**Directive 1**
In the review of the film Room, what real case gave Donoghue the idea for her novel?
**Directive 2**
Reproduce the review of Room from "Irish Canadian author" to "to fresh rooms.".

**Text section**
^^^^

The Shrinking World and Ever-Expanding ‘Rooms’





Spoilers ahead……….



                                                  Irish Canadian author Emma Donoghue’s novel “Room” is about a five year old boy with the name Jack, being held captive with his mother in a small room, a 10’* 10’ garden shed. Donoghue got the idea for ‘Room’ from the ‘Fritzl’ case in Austria. A man named ‘Josef Fritzl’ was discovered to have kept his daughter in his house’ cellar for nearly 24 years. However, the writer’s intention was not to showcase the vivid details of the case or to deal with aspects of sexual abuse. She rather unfolds the story from a 5 five year old boy's view. And gradually within the hostage story, we find universal themes of motherly love and the power of relationship between a mother and her child. The novel wasn’t also about how they escape from captivity; it takes further steps to show how they take on freedom that more or less confines them to fresh rooms. 


                                                 It is very tricky to adapt a novel that was entirely narrated in first person perspective, to a film. In the book, despite Jack’s innocent narrative we get a glimpse of 'ma' to grasp that everything isn’t as great as Jack says. But, still Ma is kept at a distance, which isn’t possible in a movie. Voice-overs could be done for the 5 year old boy, although Ma has got be in all the frames. She can’t be sketch of Jack’s viewpoint. Within the frames, the ‘room’ belongs to Ma as much it belongs to Jack. In writing the script for the movie, Donoghue perfectly understands this and along with excellent direction and editing, the world or the ‘room’ is organically realized without literalizing everything. Since camera is the default point-of-view for characters, we often see Jack overhearing conversations and glimpsing through slats in the closet, etc. It is a perspective that is an obvious cliche in movies, but director Lenny Abrahamson gets more subtle with his approach in the second part of ‘Room’, when Jack sees world from a vantage point. 



                                                  Donoghue wisely keeps the genuine childlike, filtered POV voice-overs to mark significant occasions, especially to show the horrors and pains experienced by ‘Ma’. Donoghue, the scriptwriter, must also be commended for not shifting the perspective to Joy; or for not trying to achieve an emotional arc for Jack. Opting for either of these elements would have made the film more sappy and saccharine. The editing in the ‘room’ sequences is impeccable. If we closely observe, we could see how Jack doesn’t get weary when days transform to night or vice-versa because his whole word is the room (and kids bounce back easily), whereas new days and nights wears upon ma, since she don’t know how much she could take. So, these little film-making tricks along with stupendous central performances (especially by Jacob Tremblay) doesn’t spoil the movie experience of those who read the novel and it may have imbued a great experience for those seeing it for the first time.

^^^^

**Material provided**
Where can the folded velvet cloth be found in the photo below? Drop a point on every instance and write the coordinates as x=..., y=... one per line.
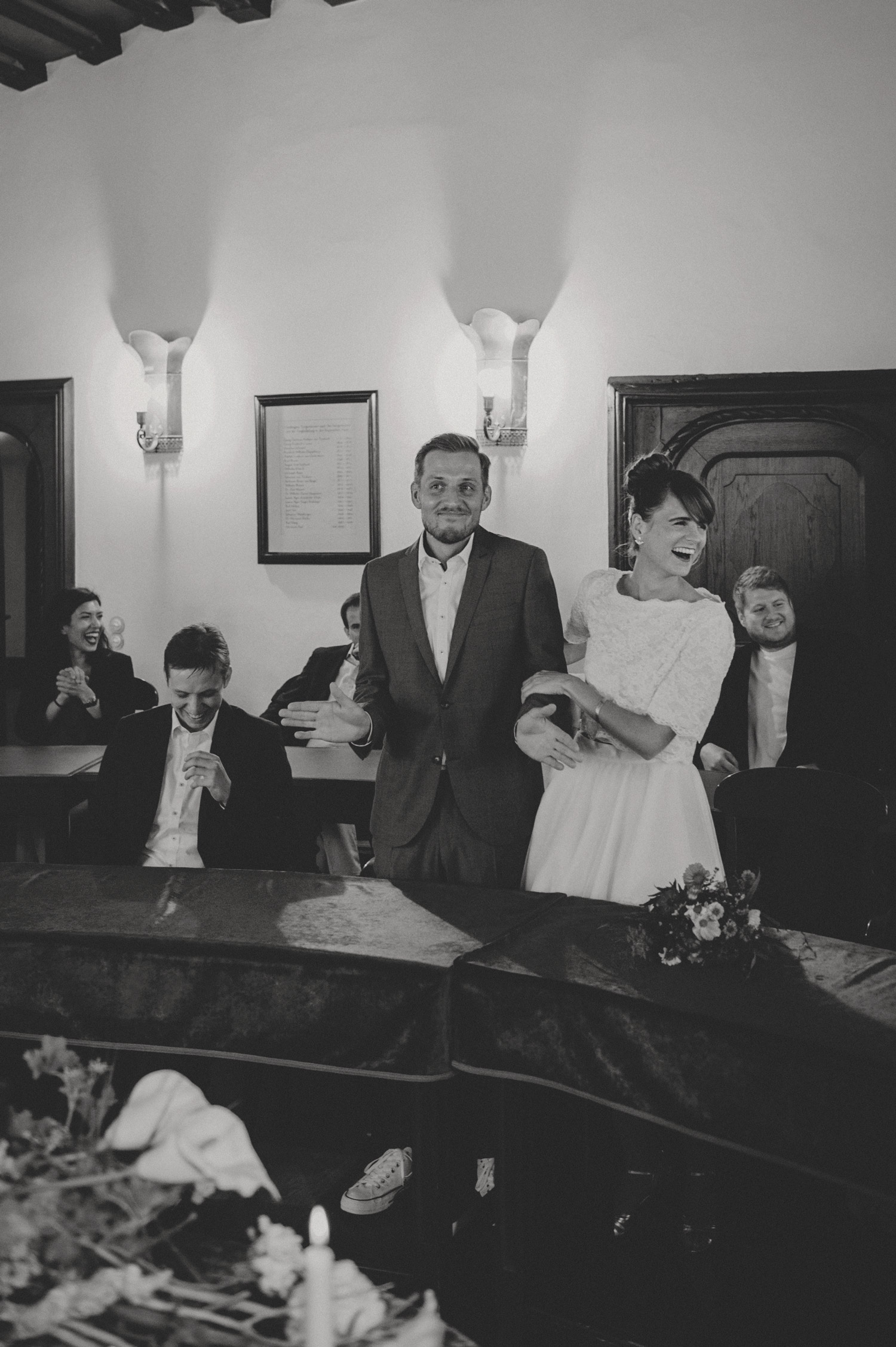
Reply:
x=183, y=1138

^^^^

**Finished answer 1**
The Fritzl case in Austria.

**Finished answer 2**
Irish Canadian author Emma Donoghue’s novel “Room” is about a five year old boy with the name Jack, being held captive with his mother in a small room, a 10’* 10’ garden shed. Donoghue got the idea for ‘Room’ from the ‘Fritzl’ case in Austria. A man named ‘Josef Fritzl’ was discovered to have kept his daughter in his house’ cellar for nearly 24 years. However, the writer’s intention was not to showcase the vivid details of the case or to deal with aspects of sexual abuse. She rather unfolds the story from a 5 five year old boy's view. And gradually within the hostage story, we find universal themes of motherly love and the power of relationship between a mother and her child. The novel wasn’t also about how they escape from captivity; it takes further steps to show how they take on freedom that more or less confines them to fresh rooms.